:: PAGINA ::
________________________________________

(foto Ansa)

Le assurdità del pallone. Ma se i soldi ci sono, allora fateci divertire

Maurizio Crippa

Debiti, nazionali che non giocano e calciomercato a gogò. Meno di un anno fa per salvare il calcio parlavano tutti di Superlega. Adesso siamo tornati alle care vecchie abitudini: spendere

Non c’è niente di più appassionante e allo stesso tempo privo di logica dell’elezione del pres… Ah no, invece c’è: il calcio, ovviamente. Appassionante va da sé, privo di logica è l’altra innegabile evidenza. Ad esempio il prossimo weekend, che se Dio vorrà non avrà più nemmeno il diversivo delle “chiame” per il Quirinale, sarà senza campionato: c’è la famigerata “pausa nazionali”. Soltanto che  la Nazionale italiana nemmeno gioca: neanche una amichevole noiosissima contro le Isole Faroe. Così assurdo, che sembra la posizione di Beppe Conte sull’elezione del capo dello stato. Roberto Mancini s’è dovuto inventare uno “stage Nazionale” a Coverciano di tre giorni per dare l’idea che un motivo per fermare la serie A ci fosse. Ma è così palesemente destituito di fondamento, lo stage, che è stato convocato persino Balotelli. Sono le regole imperscrutabili del calcio professionistico sottoposto alle angherie delle federazioni. Ad esempio, il presidente della Fifa, Gianni Infantino, va da tempo sostenendo la necessità di giocare i Mondiali ogni due anni: il motivo vero è cercare di raddoppiare gli incassi delle federazioni (e delle televisioni), lui invece ha costruito questa narrazione vagamente etica in base alla quale il torneo biennale darebbe da mangiare anche ai paesi poveri. Ma forse si è dimenticato del Qatar.

________________________________________

:: DATI RACCOLTI ::
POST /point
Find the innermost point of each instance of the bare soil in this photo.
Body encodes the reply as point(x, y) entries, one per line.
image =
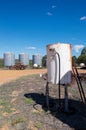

________________________________________

:: CONSEGNA ::
Ricopia per intero l'articolo sul calcio, parola per parola, senza alcuna modifica.

:: ESITO DELL'ESERCIZIO ::
(foto Ansa)

Le assurdità del pallone. Ma se i soldi ci sono, allora fateci divertire

Maurizio Crippa

Debiti, nazionali che non giocano e calciomercato a gogò. Meno di un anno fa per salvare il calcio parlavano tutti di Superlega. Adesso siamo tornati alle care vecchie abitudini: spendere

Non c’è niente di più appassionante e allo stesso tempo privo di logica dell’elezione del pres… Ah no, invece c’è: il calcio, ovviamente. Appassionante va da sé, privo di logica è l’altra innegabile evidenza. Ad esempio il prossimo weekend, che se Dio vorrà non avrà più nemmeno il diversivo delle “chiame” per il Quirinale, sarà senza campionato: c’è la famigerata “pausa nazionali”. Soltanto che  la Nazionale italiana nemmeno gioca: neanche una amichevole noiosissima contro le Isole Faroe. Così assurdo, che sembra la posizione di Beppe Conte sull’elezione del capo dello stato. Roberto Mancini s’è dovuto inventare uno “stage Nazionale” a Coverciano di tre giorni per dare l’idea che un motivo per fermare la serie A ci fosse. Ma è così palesemente destituito di fondamento, lo stage, che è stato convocato persino Balotelli. Sono le regole imperscrutabili del calcio professionistico sottoposto alle angherie delle federazioni. Ad esempio, il presidente della Fifa, Gianni Infantino, va da tempo sostenendo la necessità di giocare i Mondiali ogni due anni: il motivo vero è cercare di raddoppiare gli incassi delle federazioni (e delle televisioni), lui invece ha costruito questa narrazione vagamente etica in base alla quale il torneo biennale darebbe da mangiare anche ai paesi poveri. Ma forse si è dimenticato del Qatar.